# start of Extracted entries

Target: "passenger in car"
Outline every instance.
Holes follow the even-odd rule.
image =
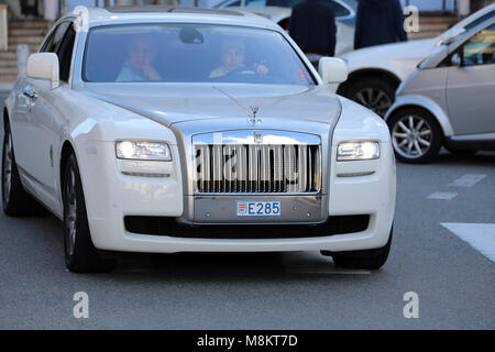
[[[221,47],[221,66],[210,73],[210,78],[219,78],[231,74],[237,75],[266,75],[270,69],[263,64],[246,66],[244,43],[241,41],[227,41]]]
[[[156,44],[146,36],[133,36],[128,44],[128,59],[123,63],[116,81],[162,80],[153,67]]]

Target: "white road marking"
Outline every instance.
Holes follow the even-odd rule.
[[[485,174],[465,174],[464,176],[455,179],[449,185],[449,187],[473,187],[485,177]]]
[[[457,193],[452,191],[436,191],[435,194],[429,195],[427,199],[451,200],[452,198],[455,198],[457,195]]]
[[[495,223],[441,222],[441,226],[495,262]]]

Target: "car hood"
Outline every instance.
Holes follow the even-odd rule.
[[[205,84],[87,84],[82,94],[139,113],[165,125],[252,117],[334,124],[339,98],[324,86],[205,85]]]

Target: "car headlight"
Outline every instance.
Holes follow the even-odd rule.
[[[337,161],[369,161],[380,157],[378,142],[342,142],[337,150]]]
[[[148,141],[117,141],[116,154],[118,158],[141,161],[172,161],[170,148],[164,142]]]

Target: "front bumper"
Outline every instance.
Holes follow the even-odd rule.
[[[215,238],[215,233],[211,239],[180,238],[128,231],[125,217],[183,216],[184,195],[180,165],[177,162],[178,148],[170,145],[175,162],[161,165],[162,170],[154,169],[154,174],[166,174],[167,177],[146,177],[139,173],[122,173],[112,142],[92,142],[92,146],[96,153],[86,153],[88,148],[82,148],[78,161],[81,165],[91,239],[100,250],[146,253],[339,252],[381,248],[388,240],[395,208],[395,162],[388,144],[383,146],[382,157],[373,161],[373,165],[363,163],[365,168],[374,172],[355,177],[338,176],[350,164],[337,163],[337,147],[332,147],[330,193],[328,197],[323,197],[326,205],[321,209],[326,209],[332,217],[367,215],[370,221],[365,230],[318,237],[301,233],[300,238],[272,239],[221,239]],[[95,173],[95,169],[99,172]]]

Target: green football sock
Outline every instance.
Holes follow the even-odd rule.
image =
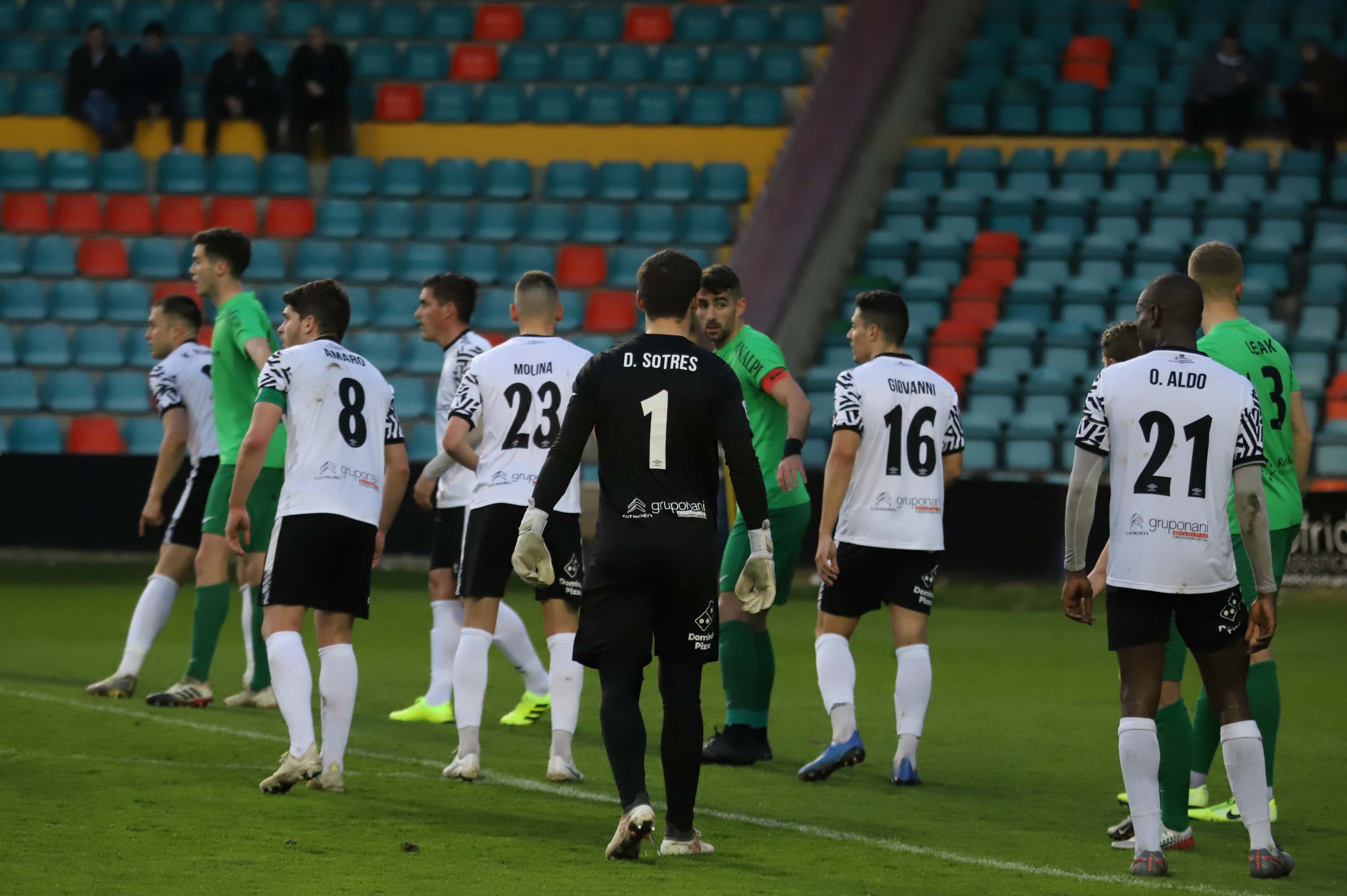
[[[191,617],[191,662],[187,678],[205,682],[210,678],[210,662],[216,658],[220,629],[229,614],[229,582],[197,586],[197,610]]]
[[[721,683],[725,686],[725,724],[750,724],[757,691],[757,649],[748,622],[721,622]]]
[[[1277,683],[1277,660],[1249,667],[1249,709],[1263,736],[1263,761],[1268,764],[1268,787],[1272,787],[1272,760],[1277,753],[1277,726],[1281,725],[1281,687]]]
[[[766,728],[768,709],[772,706],[772,682],[776,680],[776,653],[772,652],[772,633],[753,632],[757,652],[757,680],[753,684],[753,728]]]
[[[1160,823],[1172,831],[1188,827],[1188,767],[1192,752],[1192,721],[1180,697],[1156,713],[1160,738]]]
[[[1199,775],[1211,772],[1211,760],[1220,749],[1220,717],[1207,699],[1207,689],[1197,695],[1197,706],[1192,711],[1192,771]]]
[[[261,594],[261,585],[252,586],[253,596]],[[263,691],[271,687],[271,664],[267,663],[267,639],[261,636],[261,604],[257,597],[251,598],[253,602],[252,614],[252,639],[253,639],[253,679],[248,682],[248,687],[255,691]]]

# end of Extracted entries

Rewrite the full listing above with "every instance" changed to "each instance" everywhere and nothing else altered. Omit the pictures.

▸ Solution to the problem
Target: "passenger in car"
Outline each instance.
Holes follow the even-odd rule.
image =
[[[221,47],[221,66],[210,73],[210,78],[219,78],[231,74],[237,75],[266,75],[270,69],[263,64],[246,66],[244,43],[241,41],[227,41]]]
[[[156,44],[146,36],[133,36],[128,44],[128,59],[123,63],[116,81],[162,80],[153,67]]]

Target: "white road marking"
Outline each instance.
Holes follow the even-odd rule.
[[[485,174],[465,174],[464,176],[455,179],[449,185],[449,187],[473,187],[485,177]]]
[[[457,193],[452,191],[436,191],[435,194],[429,195],[427,199],[451,200],[452,198],[455,198],[457,195]]]
[[[495,223],[441,222],[441,226],[495,262]]]

Target: "car hood"
Outline each instance.
Holes follow the even-odd rule.
[[[205,84],[87,84],[82,94],[139,113],[165,125],[252,117],[334,124],[339,98],[324,86],[205,85]]]

Target: "car headlight"
Outline each instance.
Holes follow the even-odd rule.
[[[337,161],[369,161],[380,157],[378,142],[342,142],[337,150]]]
[[[148,141],[117,141],[116,154],[118,158],[141,161],[172,161],[170,148],[164,142]]]

Target: "front bumper"
Outline each instance.
Holes follow the even-odd rule.
[[[215,238],[215,233],[211,239],[180,238],[128,231],[125,217],[183,216],[184,195],[180,165],[177,162],[178,148],[170,145],[175,162],[161,165],[162,170],[154,169],[154,174],[166,174],[167,177],[146,177],[139,173],[122,173],[112,142],[92,142],[92,146],[96,153],[86,153],[88,148],[82,148],[78,161],[81,165],[91,239],[100,250],[146,253],[339,252],[381,248],[388,240],[395,208],[395,162],[388,144],[383,146],[382,157],[373,161],[373,165],[363,163],[365,168],[374,172],[355,177],[338,176],[350,164],[337,163],[337,147],[332,147],[330,193],[328,197],[323,197],[326,205],[321,209],[326,209],[332,217],[367,215],[370,221],[365,230],[318,237],[301,233],[300,238],[272,239],[221,239]],[[95,173],[95,169],[99,172]]]

Target: green football sock
Outline each instance.
Holes follow the even-odd rule.
image =
[[[191,617],[191,662],[187,678],[205,682],[210,678],[210,662],[216,658],[220,629],[229,614],[229,582],[197,586],[197,610]]]
[[[721,683],[725,686],[725,724],[750,724],[757,691],[757,649],[748,622],[721,622]]]
[[[1277,683],[1277,660],[1249,667],[1249,709],[1263,736],[1263,761],[1268,764],[1268,787],[1272,787],[1272,760],[1277,753],[1277,726],[1281,725],[1281,687]]]
[[[766,728],[768,709],[772,706],[772,682],[776,680],[776,653],[772,652],[772,633],[753,632],[757,652],[757,680],[753,684],[753,728]]]
[[[1160,823],[1172,831],[1188,827],[1188,767],[1192,752],[1192,721],[1180,697],[1156,713],[1160,738]]]
[[[1199,775],[1211,772],[1211,760],[1220,749],[1220,717],[1207,699],[1207,689],[1197,695],[1197,706],[1192,711],[1192,771]]]
[[[261,594],[261,585],[252,586],[253,596]],[[263,691],[271,687],[271,664],[267,663],[267,639],[261,636],[261,604],[257,597],[251,598],[253,602],[252,614],[252,639],[253,639],[253,679],[248,682],[248,687],[255,691]]]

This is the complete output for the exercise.